Directions for this task:
Going down the listing below, print exactly each line from the one with "Front: indicate one pin on every instance of the spectator" up to and including the one with "Front: indicate one pin on every instance of the driver", and skip the rest.

Given entries:
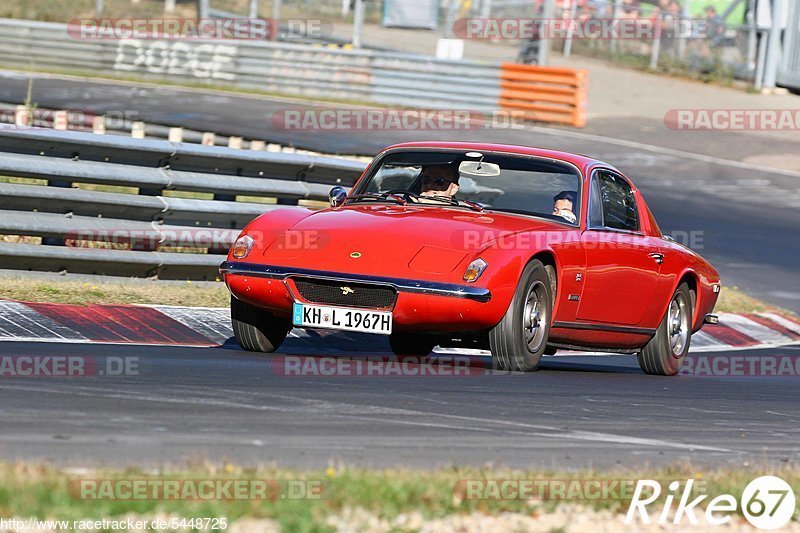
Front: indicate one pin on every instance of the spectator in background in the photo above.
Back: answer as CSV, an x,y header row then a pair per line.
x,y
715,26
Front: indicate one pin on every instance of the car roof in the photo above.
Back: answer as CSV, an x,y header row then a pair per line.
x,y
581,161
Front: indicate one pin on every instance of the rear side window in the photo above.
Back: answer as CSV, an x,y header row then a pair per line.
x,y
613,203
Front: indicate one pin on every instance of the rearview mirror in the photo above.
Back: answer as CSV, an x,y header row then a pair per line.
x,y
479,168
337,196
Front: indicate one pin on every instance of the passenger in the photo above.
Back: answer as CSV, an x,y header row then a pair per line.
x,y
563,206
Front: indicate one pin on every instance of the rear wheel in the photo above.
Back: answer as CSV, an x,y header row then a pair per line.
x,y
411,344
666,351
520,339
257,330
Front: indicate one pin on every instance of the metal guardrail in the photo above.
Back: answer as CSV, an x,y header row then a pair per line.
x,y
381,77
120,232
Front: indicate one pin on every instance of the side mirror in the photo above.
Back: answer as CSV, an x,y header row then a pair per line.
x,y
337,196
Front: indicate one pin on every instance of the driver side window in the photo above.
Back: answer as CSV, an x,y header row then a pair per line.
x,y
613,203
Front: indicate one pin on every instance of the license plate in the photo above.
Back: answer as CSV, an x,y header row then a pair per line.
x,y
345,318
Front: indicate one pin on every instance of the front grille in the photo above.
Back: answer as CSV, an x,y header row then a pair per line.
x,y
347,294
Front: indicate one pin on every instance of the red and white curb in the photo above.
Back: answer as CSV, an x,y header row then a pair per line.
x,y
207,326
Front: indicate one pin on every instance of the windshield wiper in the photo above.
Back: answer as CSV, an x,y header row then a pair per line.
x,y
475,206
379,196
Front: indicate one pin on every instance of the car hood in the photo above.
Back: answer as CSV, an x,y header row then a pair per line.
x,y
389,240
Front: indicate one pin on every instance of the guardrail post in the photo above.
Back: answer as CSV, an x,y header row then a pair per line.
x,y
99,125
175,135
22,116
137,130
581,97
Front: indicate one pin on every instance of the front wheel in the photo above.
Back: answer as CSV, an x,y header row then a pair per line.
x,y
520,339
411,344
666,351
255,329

==

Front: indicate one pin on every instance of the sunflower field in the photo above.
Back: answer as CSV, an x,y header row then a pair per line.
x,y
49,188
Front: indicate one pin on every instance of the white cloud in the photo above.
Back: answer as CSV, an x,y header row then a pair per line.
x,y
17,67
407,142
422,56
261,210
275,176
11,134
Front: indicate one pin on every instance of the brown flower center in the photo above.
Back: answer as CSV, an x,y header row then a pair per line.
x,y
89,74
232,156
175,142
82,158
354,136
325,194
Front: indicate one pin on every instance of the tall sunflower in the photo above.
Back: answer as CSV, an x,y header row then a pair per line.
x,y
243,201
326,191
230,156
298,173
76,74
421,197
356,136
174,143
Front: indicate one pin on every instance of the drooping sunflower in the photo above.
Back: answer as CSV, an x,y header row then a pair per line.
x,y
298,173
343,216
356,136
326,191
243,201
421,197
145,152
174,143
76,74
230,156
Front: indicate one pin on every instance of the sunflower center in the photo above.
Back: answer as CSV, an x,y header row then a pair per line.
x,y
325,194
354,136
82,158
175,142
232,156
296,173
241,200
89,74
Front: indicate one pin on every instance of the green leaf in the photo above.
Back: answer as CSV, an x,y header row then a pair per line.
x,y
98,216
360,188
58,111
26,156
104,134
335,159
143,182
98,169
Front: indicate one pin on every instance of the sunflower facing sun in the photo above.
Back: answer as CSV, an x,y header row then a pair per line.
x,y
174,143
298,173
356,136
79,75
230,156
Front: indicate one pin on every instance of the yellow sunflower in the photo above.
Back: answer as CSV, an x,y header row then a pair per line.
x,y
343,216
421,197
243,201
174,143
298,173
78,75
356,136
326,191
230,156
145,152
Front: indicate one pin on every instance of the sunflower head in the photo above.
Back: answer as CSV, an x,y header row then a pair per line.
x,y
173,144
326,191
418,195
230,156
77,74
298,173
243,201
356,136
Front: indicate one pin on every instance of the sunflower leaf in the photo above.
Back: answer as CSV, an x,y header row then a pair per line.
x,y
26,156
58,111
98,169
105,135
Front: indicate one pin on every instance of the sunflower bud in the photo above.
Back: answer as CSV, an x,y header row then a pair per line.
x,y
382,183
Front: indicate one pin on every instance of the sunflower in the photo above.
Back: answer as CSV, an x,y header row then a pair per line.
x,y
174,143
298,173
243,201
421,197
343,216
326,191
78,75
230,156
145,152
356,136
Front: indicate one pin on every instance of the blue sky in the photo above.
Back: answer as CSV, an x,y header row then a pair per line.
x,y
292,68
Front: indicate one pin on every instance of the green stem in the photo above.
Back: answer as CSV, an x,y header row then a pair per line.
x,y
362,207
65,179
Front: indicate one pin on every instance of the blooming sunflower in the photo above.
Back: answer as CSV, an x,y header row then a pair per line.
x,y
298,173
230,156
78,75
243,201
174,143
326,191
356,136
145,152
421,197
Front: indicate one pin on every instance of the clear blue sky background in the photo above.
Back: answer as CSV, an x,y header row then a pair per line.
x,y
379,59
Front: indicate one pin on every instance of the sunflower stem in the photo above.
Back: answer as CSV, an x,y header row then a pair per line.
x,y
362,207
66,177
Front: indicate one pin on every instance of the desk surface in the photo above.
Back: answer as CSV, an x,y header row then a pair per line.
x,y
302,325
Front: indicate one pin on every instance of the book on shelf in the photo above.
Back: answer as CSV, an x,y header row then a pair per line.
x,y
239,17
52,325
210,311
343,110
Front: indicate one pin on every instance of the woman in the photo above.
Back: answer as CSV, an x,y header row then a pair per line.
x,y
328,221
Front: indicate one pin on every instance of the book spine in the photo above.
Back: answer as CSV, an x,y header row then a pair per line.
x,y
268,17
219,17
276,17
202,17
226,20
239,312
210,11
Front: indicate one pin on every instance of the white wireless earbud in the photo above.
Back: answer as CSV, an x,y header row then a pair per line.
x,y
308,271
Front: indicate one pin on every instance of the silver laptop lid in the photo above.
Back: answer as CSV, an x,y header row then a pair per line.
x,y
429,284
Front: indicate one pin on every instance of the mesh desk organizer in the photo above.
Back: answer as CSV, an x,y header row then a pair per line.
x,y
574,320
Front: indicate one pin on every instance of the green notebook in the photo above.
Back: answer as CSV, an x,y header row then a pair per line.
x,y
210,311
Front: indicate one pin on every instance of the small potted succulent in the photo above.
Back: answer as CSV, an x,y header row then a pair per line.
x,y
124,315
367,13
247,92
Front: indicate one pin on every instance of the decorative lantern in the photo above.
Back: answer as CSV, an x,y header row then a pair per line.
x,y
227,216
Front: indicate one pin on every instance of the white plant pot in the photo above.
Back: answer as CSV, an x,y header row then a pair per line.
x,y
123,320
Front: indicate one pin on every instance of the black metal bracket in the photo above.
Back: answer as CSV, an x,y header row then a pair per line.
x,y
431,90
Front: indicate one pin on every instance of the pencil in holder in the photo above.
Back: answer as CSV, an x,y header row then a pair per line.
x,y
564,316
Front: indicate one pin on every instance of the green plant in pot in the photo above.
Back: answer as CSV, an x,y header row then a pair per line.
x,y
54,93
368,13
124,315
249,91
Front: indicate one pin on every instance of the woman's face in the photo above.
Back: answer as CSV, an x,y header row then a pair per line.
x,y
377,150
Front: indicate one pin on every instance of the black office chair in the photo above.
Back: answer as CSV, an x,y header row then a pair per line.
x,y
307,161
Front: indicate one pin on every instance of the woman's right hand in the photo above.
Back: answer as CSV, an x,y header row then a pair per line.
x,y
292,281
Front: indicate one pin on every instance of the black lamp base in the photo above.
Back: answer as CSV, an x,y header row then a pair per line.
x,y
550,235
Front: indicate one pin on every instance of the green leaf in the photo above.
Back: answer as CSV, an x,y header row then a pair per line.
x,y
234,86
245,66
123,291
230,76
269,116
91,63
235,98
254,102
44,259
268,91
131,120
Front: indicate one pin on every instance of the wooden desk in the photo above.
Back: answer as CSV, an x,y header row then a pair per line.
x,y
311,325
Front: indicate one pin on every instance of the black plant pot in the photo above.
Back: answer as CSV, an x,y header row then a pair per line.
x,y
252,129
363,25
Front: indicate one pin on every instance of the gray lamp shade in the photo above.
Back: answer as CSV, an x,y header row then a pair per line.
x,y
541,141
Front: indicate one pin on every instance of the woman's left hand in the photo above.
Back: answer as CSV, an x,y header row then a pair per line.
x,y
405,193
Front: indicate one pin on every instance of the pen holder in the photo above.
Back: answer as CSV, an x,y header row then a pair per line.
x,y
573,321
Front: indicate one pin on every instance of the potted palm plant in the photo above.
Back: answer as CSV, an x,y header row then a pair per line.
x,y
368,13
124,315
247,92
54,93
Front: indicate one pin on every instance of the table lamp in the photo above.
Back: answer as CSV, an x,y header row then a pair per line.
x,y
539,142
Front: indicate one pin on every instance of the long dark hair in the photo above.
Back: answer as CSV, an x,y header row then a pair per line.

Written answer:
Front: indicate one pin on every instance of the spectator in background in the photo above.
Back: answer as CSV, an x,y header row then a pair per line.
x,y
715,26
Front: indicate one pin on every instance of the car roof in the photo above.
Back: answer as CSV, an x,y header row then a pair per line.
x,y
581,161
Front: indicate one pin on every instance of the rear side window in the photo above.
Back: answer as CSV, an x,y header row then a pair per line.
x,y
613,203
Front: indicate one pin on every instance of the rearview mirror in the photo above.
Back: answer as CSV, an x,y header row then a pair per line.
x,y
479,168
337,196
Front: indicate one pin on every instance of the passenger in the photo above.
Back: answer as CSV, an x,y header row then a pair per line.
x,y
563,206
Front: indicate one pin on every instance of the rear wheel in the photo above.
Back: answer as CSV, an x,y header row then a pair per line.
x,y
411,344
666,351
520,339
257,330
Front: indicate one pin on every instance of the metal guardrail in the photo above.
Back: answer as CSV, an x,y header row then a pair per line.
x,y
381,77
120,232
Front: indicate one pin on every instance of the side mirror in the photo above.
Back: answer as CSV, an x,y header row then a pair per line.
x,y
337,196
Front: indicate one pin on every instance of the driver side window in the photo above.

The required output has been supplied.